Directions - Your answer is the line containing "indicate the white" plus every line after it through the end of the records, printed exactly and free of pictures.

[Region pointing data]
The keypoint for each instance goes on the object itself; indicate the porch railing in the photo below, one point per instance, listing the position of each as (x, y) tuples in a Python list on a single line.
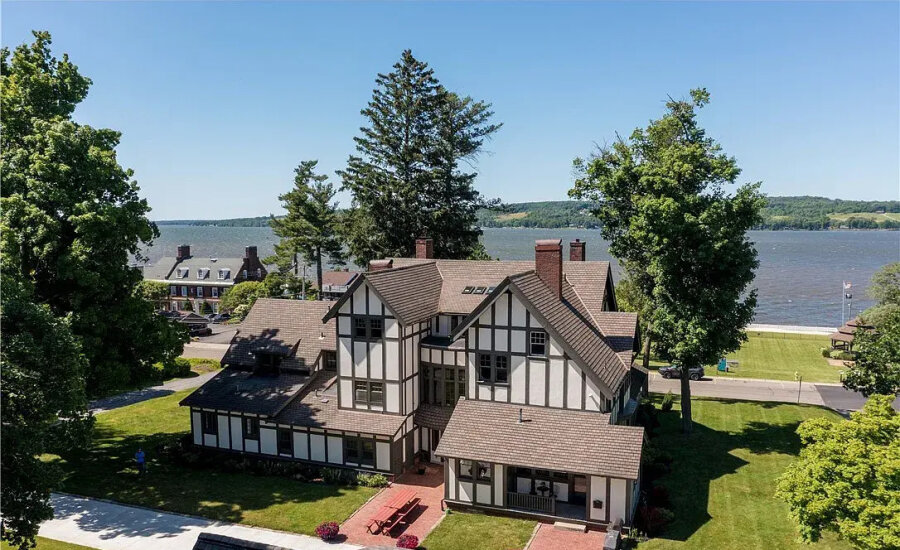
[(534, 503)]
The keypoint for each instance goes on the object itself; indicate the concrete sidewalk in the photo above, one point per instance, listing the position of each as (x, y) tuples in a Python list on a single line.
[(109, 526)]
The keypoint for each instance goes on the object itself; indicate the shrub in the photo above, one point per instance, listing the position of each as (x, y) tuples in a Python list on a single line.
[(668, 402), (408, 541), (372, 480), (328, 530)]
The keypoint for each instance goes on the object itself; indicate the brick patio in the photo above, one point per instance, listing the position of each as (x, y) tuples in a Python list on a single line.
[(429, 489), (548, 538)]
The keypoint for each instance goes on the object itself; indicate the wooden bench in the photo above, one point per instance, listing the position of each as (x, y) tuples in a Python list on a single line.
[(393, 511)]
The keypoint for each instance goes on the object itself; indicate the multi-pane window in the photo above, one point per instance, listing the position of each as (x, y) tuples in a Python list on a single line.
[(210, 424), (358, 450), (493, 368), (368, 328), (537, 343), (251, 428), (368, 393), (470, 469), (285, 442)]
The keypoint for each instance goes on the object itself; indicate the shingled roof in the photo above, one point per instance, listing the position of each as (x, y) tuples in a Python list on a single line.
[(553, 439), (291, 328), (317, 407)]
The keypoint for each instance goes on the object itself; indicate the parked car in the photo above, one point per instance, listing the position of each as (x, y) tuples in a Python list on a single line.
[(201, 331), (674, 371)]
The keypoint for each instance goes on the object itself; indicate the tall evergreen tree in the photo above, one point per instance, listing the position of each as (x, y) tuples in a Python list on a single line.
[(71, 216), (682, 238), (310, 227), (406, 178)]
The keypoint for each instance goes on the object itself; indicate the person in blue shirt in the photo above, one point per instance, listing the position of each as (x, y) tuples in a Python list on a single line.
[(141, 461)]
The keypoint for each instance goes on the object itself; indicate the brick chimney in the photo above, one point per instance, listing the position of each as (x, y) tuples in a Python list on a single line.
[(424, 248), (378, 265), (548, 263), (576, 251)]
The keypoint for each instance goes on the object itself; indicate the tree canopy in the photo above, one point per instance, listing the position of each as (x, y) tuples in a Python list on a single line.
[(681, 237), (407, 178), (310, 227), (846, 479), (71, 217)]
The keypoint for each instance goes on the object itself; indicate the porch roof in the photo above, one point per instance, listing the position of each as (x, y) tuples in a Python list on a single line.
[(553, 439)]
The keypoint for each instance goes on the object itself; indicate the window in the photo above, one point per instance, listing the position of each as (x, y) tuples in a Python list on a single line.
[(285, 442), (368, 328), (358, 450), (376, 328), (537, 343), (493, 368), (360, 327), (210, 424), (251, 428), (368, 393), (330, 360)]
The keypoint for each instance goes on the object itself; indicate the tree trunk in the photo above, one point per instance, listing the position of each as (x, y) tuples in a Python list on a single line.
[(687, 426), (645, 350), (319, 270)]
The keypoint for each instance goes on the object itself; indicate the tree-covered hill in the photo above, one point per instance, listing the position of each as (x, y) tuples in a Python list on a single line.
[(804, 212)]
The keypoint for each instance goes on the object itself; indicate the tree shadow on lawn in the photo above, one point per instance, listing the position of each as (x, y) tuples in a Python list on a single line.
[(707, 455), (107, 470)]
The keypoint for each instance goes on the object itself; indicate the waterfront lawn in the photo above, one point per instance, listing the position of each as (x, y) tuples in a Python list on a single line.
[(48, 544), (777, 356), (107, 471), (464, 530), (722, 478)]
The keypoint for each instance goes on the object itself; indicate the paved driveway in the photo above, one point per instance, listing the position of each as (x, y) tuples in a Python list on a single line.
[(109, 526)]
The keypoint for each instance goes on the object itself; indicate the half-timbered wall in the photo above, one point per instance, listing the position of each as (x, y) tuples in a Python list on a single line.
[(551, 380)]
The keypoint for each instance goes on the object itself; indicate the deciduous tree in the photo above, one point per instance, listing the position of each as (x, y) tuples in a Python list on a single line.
[(877, 365), (846, 480), (310, 227), (665, 210), (71, 217), (406, 178)]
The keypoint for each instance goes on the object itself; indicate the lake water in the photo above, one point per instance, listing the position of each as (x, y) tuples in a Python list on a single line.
[(799, 276)]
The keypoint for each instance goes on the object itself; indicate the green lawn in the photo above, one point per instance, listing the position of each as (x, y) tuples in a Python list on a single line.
[(49, 544), (107, 471), (777, 356), (722, 481), (471, 530)]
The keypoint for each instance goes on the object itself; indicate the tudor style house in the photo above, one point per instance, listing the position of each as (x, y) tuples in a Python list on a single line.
[(194, 280), (517, 376)]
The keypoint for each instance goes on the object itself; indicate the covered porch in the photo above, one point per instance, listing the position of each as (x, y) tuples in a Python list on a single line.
[(542, 462)]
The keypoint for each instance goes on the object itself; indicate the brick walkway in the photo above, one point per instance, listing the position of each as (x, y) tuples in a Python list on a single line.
[(429, 489), (548, 538)]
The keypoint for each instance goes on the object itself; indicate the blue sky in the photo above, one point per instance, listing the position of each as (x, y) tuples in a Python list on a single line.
[(218, 102)]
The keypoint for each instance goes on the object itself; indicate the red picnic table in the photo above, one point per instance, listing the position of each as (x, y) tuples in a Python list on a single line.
[(393, 511)]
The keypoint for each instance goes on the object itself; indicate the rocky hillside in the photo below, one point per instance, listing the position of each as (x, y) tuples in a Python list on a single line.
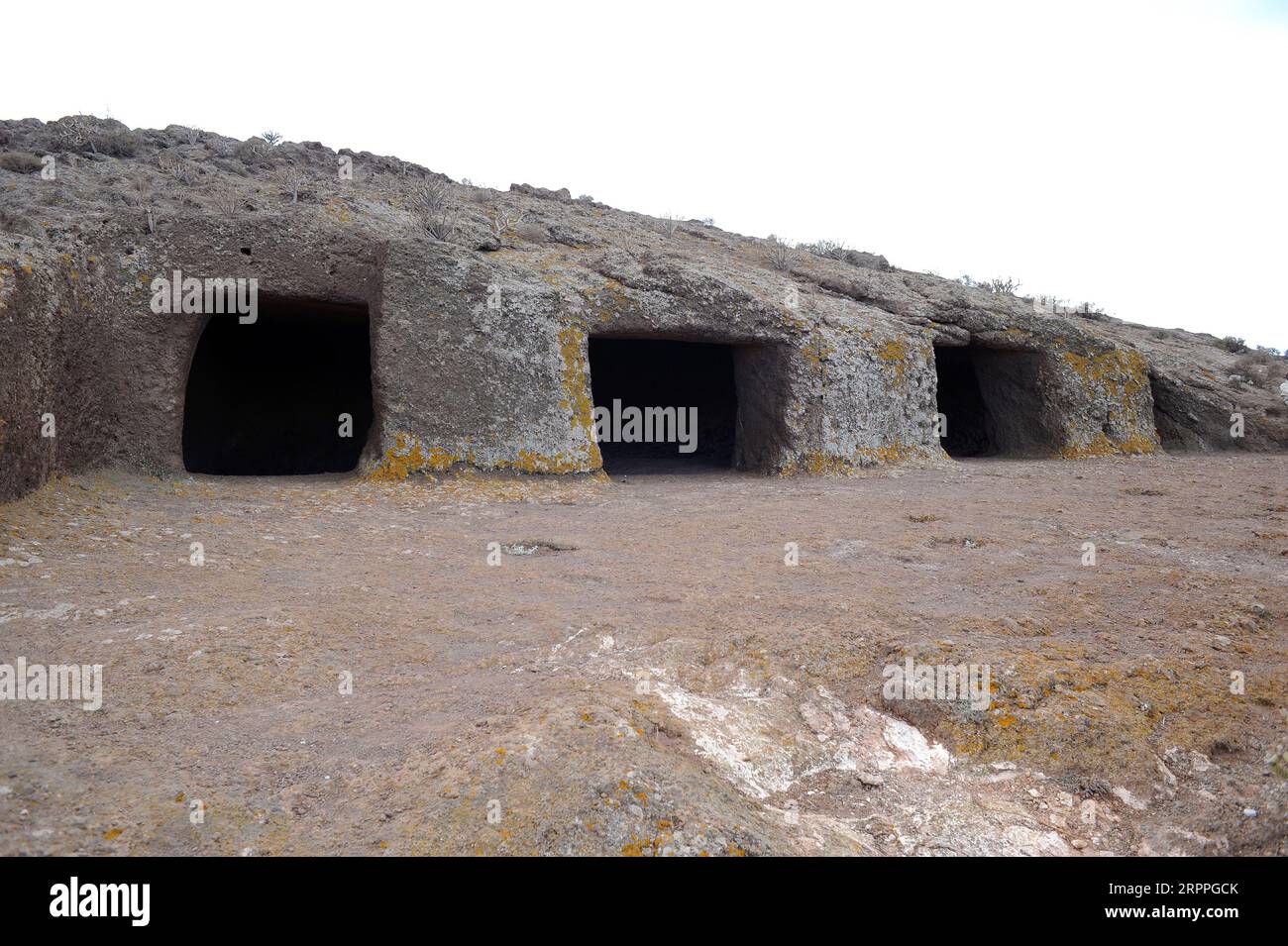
[(482, 304)]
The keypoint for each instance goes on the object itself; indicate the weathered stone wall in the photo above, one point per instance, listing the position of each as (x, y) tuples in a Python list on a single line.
[(480, 343)]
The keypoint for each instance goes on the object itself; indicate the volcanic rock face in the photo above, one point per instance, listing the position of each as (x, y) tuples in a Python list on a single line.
[(480, 306)]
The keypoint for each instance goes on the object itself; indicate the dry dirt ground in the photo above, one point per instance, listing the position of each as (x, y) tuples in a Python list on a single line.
[(653, 679)]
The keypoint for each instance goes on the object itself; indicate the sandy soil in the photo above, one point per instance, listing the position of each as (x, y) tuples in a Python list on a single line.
[(653, 679)]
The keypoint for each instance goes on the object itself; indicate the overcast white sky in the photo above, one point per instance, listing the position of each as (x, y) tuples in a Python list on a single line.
[(1133, 155)]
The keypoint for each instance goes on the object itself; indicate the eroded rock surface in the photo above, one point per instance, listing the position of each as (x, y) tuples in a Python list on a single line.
[(480, 339)]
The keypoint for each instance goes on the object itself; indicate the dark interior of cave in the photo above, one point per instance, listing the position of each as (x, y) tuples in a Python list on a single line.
[(666, 373), (267, 398)]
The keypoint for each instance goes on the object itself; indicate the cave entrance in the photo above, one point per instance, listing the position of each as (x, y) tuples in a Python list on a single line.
[(992, 402), (696, 405), (267, 398)]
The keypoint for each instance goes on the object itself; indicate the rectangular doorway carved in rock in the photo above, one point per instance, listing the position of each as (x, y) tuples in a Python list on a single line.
[(286, 394)]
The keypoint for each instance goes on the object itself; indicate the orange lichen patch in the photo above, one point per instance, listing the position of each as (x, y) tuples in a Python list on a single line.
[(896, 353), (1121, 372), (400, 460), (576, 385), (1059, 705), (529, 461)]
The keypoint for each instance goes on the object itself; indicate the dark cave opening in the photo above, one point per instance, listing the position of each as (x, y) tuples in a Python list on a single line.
[(684, 395), (992, 402), (269, 398)]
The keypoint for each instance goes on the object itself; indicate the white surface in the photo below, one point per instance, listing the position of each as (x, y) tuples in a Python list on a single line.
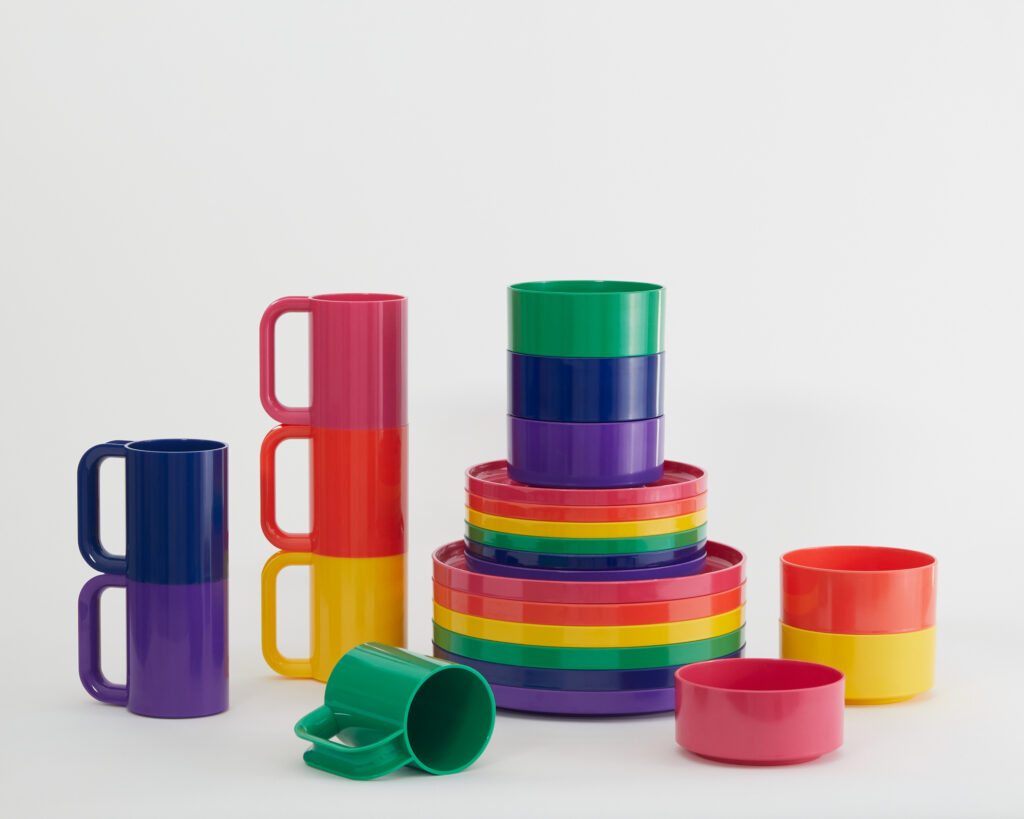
[(832, 194)]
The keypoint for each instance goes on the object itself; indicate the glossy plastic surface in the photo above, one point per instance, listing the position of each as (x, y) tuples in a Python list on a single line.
[(587, 514), (356, 360), (397, 708), (542, 560), (725, 568), (759, 712), (498, 608), (858, 590), (552, 388), (175, 508), (588, 658), (586, 456), (586, 318), (879, 667), (691, 565), (588, 636), (679, 481), (570, 529), (177, 647), (358, 491), (586, 546), (352, 601), (567, 679), (607, 703)]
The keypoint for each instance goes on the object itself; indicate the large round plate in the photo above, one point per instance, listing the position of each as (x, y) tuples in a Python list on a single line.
[(724, 568), (492, 480)]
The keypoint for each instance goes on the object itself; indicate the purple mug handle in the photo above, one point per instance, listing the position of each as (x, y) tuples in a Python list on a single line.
[(88, 641)]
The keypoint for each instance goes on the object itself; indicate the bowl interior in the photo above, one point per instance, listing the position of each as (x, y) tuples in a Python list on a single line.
[(858, 558), (757, 674)]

Solution to this task -
The keypoint for each instance goes on the object itself; indicate the white surface in the photo below, one point per instance, listing the position of each as (x, y) tuples in a Python list on a single line.
[(832, 194)]
The keypoint for each instance goes on the object itself; indicate the glossy plastic surface in the photo above, one point per instance, listing the position of each as (x, y) tuples in a Python list on a single line.
[(587, 514), (356, 360), (397, 708), (542, 560), (725, 568), (759, 712), (498, 608), (858, 590), (552, 388), (175, 508), (588, 658), (586, 456), (586, 318), (879, 667), (691, 565), (588, 636), (679, 481), (570, 529), (177, 647), (358, 491), (586, 546), (352, 601), (567, 679), (607, 703)]
The keypoint for each instance goes on the object itself; indicate the large round plate in the photo above, one point per instance, listing the position of each as (x, y) tuples in a Python list on a single line.
[(724, 568), (492, 480)]
The keypoint for each instance goes on the object itself; indicate the purple mug handle in the photo above, one point per instance, listing the position of each as (x, y) tuples in a Python list on a single line.
[(88, 641)]
The keypoint for each instance goes on the object itself; indicate the bowl interior in the photo above, one point per instance, listing the position of each as (x, y) tuples in a Python list on a single line.
[(858, 558), (757, 674)]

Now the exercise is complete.